(Dataset extracts labeled with boxes)
• • • •

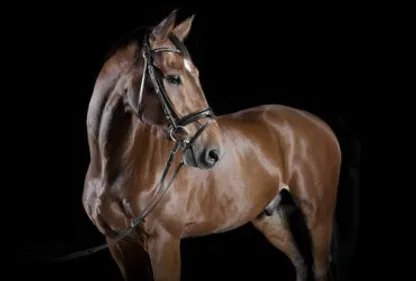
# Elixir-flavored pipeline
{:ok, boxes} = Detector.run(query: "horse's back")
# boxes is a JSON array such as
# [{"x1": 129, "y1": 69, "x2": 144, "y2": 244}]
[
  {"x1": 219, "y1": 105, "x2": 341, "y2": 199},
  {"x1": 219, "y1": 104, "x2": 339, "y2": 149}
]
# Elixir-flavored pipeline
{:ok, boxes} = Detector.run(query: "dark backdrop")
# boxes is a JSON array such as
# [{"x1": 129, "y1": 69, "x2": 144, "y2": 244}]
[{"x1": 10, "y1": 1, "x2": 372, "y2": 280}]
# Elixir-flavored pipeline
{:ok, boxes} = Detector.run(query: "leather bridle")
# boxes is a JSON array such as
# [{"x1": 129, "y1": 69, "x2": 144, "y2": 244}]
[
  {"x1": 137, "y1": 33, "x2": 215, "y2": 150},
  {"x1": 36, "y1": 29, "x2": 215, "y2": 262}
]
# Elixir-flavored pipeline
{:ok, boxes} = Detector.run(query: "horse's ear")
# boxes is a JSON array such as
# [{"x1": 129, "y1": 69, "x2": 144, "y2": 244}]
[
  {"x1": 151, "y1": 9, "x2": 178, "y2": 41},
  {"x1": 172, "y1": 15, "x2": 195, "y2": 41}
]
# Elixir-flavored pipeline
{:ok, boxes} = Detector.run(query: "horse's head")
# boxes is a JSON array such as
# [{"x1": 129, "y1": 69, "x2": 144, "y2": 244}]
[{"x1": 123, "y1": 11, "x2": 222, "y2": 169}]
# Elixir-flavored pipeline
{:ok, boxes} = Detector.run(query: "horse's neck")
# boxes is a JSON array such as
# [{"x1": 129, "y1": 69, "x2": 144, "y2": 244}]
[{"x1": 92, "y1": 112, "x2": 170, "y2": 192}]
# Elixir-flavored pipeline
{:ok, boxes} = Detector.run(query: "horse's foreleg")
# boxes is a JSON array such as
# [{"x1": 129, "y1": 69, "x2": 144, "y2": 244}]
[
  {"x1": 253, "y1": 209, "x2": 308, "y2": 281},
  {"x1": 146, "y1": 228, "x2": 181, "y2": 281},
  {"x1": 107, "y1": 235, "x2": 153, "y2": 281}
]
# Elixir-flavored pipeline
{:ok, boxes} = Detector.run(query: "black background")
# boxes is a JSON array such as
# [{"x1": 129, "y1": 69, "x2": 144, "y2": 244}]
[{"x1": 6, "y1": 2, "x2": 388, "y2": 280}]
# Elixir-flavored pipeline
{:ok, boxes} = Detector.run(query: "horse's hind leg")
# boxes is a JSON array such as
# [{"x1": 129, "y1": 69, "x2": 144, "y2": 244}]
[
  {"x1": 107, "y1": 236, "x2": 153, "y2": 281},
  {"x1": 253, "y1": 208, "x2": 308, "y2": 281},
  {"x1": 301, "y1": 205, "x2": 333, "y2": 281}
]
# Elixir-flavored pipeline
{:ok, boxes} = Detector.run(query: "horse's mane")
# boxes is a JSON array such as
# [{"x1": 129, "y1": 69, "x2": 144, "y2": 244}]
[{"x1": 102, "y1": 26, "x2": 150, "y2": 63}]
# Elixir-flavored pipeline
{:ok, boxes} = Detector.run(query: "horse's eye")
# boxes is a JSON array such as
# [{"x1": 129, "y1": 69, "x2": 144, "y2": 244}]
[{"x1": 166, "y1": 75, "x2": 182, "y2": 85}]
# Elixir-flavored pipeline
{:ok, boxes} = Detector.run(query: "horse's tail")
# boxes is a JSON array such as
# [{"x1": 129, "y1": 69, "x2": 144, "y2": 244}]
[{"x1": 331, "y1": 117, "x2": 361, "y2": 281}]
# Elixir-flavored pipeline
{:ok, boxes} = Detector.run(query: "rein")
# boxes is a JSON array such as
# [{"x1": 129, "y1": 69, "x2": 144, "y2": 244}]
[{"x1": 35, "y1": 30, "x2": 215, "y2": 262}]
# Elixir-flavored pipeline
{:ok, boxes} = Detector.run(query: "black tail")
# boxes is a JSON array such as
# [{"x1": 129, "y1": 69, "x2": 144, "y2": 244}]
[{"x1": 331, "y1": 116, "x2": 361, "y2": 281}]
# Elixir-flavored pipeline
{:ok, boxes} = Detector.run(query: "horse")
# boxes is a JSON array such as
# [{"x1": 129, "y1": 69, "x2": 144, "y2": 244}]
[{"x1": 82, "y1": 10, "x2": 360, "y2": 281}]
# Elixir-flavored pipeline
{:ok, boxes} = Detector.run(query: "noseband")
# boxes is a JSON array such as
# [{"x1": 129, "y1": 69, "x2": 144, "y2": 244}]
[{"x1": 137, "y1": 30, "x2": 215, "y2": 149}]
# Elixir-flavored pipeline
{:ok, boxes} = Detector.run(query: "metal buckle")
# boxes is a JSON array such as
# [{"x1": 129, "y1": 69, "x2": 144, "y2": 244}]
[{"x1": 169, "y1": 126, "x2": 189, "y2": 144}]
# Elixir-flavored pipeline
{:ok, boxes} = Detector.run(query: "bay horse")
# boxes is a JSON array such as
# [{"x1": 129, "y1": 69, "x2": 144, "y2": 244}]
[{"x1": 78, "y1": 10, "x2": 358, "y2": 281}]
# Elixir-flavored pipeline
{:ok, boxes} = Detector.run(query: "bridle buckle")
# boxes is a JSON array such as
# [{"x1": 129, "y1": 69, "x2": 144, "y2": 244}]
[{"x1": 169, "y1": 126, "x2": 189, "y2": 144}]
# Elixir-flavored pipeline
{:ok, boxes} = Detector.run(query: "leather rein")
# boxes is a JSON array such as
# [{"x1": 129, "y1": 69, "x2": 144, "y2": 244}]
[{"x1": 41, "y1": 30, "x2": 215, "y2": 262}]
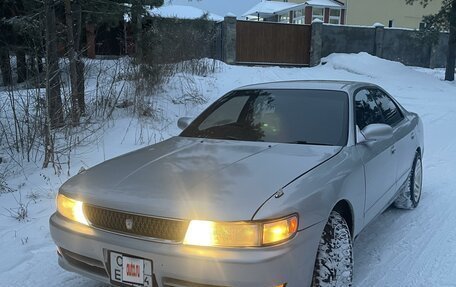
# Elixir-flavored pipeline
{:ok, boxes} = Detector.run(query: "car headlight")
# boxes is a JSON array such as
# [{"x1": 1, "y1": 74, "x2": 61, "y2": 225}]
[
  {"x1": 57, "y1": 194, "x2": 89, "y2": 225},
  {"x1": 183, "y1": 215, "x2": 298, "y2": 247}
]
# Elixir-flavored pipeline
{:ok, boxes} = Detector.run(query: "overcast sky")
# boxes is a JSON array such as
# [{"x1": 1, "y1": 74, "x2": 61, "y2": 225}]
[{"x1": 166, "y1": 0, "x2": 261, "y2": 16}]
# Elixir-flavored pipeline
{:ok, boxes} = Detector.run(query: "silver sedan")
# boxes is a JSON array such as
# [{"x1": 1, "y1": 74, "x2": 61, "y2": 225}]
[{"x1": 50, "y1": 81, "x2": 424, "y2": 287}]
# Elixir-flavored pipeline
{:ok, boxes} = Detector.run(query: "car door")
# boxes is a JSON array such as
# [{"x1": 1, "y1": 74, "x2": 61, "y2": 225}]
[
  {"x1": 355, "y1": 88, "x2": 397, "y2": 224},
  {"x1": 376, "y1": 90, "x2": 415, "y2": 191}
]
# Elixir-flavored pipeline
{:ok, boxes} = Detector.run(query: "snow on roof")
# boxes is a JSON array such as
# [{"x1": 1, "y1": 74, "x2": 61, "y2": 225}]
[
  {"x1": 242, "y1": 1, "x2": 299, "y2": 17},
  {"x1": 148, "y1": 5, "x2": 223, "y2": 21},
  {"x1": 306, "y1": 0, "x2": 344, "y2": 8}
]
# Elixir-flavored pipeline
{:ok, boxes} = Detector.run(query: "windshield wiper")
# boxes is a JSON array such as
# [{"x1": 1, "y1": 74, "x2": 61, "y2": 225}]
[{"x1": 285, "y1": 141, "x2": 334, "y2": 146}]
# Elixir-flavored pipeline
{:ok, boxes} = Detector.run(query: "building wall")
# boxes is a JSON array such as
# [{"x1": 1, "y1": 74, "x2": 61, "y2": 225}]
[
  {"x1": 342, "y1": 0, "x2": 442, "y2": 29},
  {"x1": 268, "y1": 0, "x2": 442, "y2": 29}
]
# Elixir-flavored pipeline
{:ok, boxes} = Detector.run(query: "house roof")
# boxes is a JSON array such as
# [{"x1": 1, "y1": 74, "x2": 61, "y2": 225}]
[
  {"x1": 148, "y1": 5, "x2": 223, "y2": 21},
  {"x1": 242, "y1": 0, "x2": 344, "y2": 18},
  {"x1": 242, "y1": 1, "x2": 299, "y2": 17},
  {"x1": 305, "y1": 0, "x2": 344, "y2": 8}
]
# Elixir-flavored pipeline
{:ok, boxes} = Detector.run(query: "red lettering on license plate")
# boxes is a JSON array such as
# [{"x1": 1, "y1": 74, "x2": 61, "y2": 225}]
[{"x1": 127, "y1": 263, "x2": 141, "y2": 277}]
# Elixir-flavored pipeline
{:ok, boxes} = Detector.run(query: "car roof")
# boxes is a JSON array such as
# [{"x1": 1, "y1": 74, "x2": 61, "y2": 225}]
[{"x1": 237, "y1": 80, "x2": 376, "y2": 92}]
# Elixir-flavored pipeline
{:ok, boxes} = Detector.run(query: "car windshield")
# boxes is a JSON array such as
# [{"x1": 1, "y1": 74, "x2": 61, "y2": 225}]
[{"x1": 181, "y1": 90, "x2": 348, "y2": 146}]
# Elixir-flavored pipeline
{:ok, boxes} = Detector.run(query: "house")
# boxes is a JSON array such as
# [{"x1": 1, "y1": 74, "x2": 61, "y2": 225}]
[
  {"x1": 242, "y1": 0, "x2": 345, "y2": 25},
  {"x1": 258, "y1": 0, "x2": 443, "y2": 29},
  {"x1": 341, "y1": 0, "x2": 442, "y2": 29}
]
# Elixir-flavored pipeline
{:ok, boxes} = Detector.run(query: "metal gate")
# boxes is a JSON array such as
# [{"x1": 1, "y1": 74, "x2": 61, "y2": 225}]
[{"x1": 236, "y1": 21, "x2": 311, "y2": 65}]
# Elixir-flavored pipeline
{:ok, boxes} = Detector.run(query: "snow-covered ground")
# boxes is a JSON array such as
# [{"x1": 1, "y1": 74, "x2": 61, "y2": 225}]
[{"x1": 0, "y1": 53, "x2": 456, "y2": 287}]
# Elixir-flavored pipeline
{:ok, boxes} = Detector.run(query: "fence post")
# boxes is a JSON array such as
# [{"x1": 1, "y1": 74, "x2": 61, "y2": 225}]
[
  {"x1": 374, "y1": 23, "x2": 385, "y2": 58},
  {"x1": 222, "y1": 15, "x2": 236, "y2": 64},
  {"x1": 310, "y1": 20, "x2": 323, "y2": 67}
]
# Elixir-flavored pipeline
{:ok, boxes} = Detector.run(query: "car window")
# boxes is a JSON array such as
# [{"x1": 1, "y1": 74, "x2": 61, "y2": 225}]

• • • •

**TASK DESCRIPTION**
How many lines of the entries above contain the word "roof"? Reply with the number alone.

**TASK RESULT**
3